Activity list →
(1) Render this sentence from the arroz con mango essay into Spanish: "This particular rice and mango combination represents what is perhaps the longest-running conflict in human history: two dreams, two ideals, two visions of what it means to be human."
(2) Extend the arroz con mango essay on the flock-and-kingdom conflict, picking up after its last sentence about the surviving Guanahatabey living in caves around Matanzas.

Document segment →
As my first blow against it, I would not stay.
As my second, I learned to live without it.
As my third, I went back one day and saw
that my departure had left a little hole
where some of its strength was flowing out,
and I heard the earth singing beneath the street.
– Wendell Berry, The Mad Farmer and the City
*****
Do not be afraid, little flock, for God has been pleased to give you the kingdom.
Sell your possessions and give to the poor.
— The Gospel of Luke*
*A Note from the Author: Sacred texts have been and continue to be an important resource for most cultures in the world, with narratives and teachings that help us deepen our understanding of who we are in the world. As a Christian, I find the Bible, particularly the teachings of Jesus, to be this kind of resource, providing a larger Story in which to place my story. Despite the ever-present temptation of dominant cultures to freeze these texts and use/abuse them as justifications of social control, I find it well worth the trouble and hard work to thaw the texts out and allow them to live freely and do their challenging and liberating work.
Arroz con mango is a great Cuban expression used to describe any two things that don't belong together, like rice with mango. My three year old neighbor Lucas loves a particular cartoon where the characters think up such things, and there's a great word to react whenever you hear an example of rice and mango—¡guácala! For example, the host might ask Do you like ice cream? and the kids yell back, ¡Sí! Then he asks Do you like pepperoni pizza? ¡Sí!
Do you like pepperoni ice cream?
¡Guácala!
We see an example of arroz con mango, a ¡guácala! combo, in the words of Jesus ; it's the juxtaposition of two of Jesus' favorite images: sheep and kingdom. “Do not be afraid, little flock, for God has been pleased to give you the kingdom." Do you like sheep? ¡Sí! Do you like the kingdom of God? ¡Sí! Do you like sheep running around the throne in the king's palace? ¡Guácala!
This particular rice and mango combination represents what is perhaps the longest-running conflict in human history: two dreams, two ideals, two visions of what it means to be human. According to anthropologists like Jared Diamond, this conflict is ten thousand years old and running, starting with the emergence of settled agriculture and the ensuing project of civilization that began around 8,000 BCE in the fertile crescent. Biblical scholars see the conflict illustrated in the Genesis account of Cain and Abel, with their divergent offerings of produce and lamb. Cain's offering represented the settled community; the Bible says he was the father of cities, with its attendant civilizing tendencies, while Abel's offering represented the much older nomadic shepherding and hunting/gathering way of life (or as Jonathon is learning to call it in pre-school, the "foraging and tracking" way of life). The Genesis fratricide story hints at what was happening ten thousand years ago: as the settled communities developed and expanded they found coexistence with the nomads to be problematic, and started killing them off, or pushing them to the margins.
It's interesting to me to note that this conflict was not just occurring over there in the holy land; for some strange reason the urge to abandon the flock and construct kingdoms was happening all over the world, including here in the "new world" long before the arrival of the Europeans in 1492. Thousands of years before Colombus, Cuba was first inhabited by the foraging and tracking and fishing people known as the Guanahatabey, and long about the same time Cain was slaughtering Abel in the fertile crescent, along came the Ciboney, Cuba's first agricultural and settlement-oriented group of people. The Ciboney started killing the Guanahatabeys and driving them further and further west, until Columbus and his explorers found the surviving remnant living in caves around Matanzas.

Available data →
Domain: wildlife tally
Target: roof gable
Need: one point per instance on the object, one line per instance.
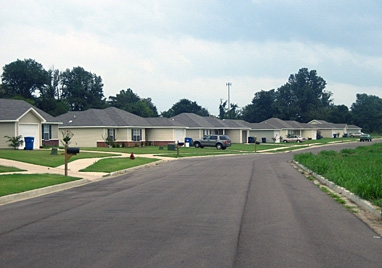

Responses to the tasks →
(1) Esta combinación particular de arroz con mango representa lo que quizás sea el conflicto más prolongado de la historia humana: dos sueños, dos ideales, dos visiones de lo que significa ser humano.

(2)
Cain and Abel's conflict doesn't stop with the Genesis murder account; it continues throughout the Hebrew Bible with competing understandings for the kind of life one can offer to God in order to be blessed. Cain and the civilizers won this culture war, as the story of kingdoms and empires has been the dominant, defining, and determinative voice not only for the semitic middle eastern people but for virtually the entire world over the past ten millennia. But the beauty of the Bible is that Abel's voice, the voice heard outside the realm of the kingdom, still echoes throughout. Listen to some examples of the biblical argument between the constructor of civilization and the nomadic shepherd:
Example One: The descendants of Cain celebrate surplus production; you see this in the story of Joseph interpreting Pharaoh's dream, while the descendants of Abel strongly critique the idea of surplus; you see this in the story of manna in the wilderness.
Example Two: Cain's folk worship the god of conquest who shuns strangers, seen in the Joshua story, while Abel's heirs worship the god of convivience who welcomes strangers, seen in the Ruth story.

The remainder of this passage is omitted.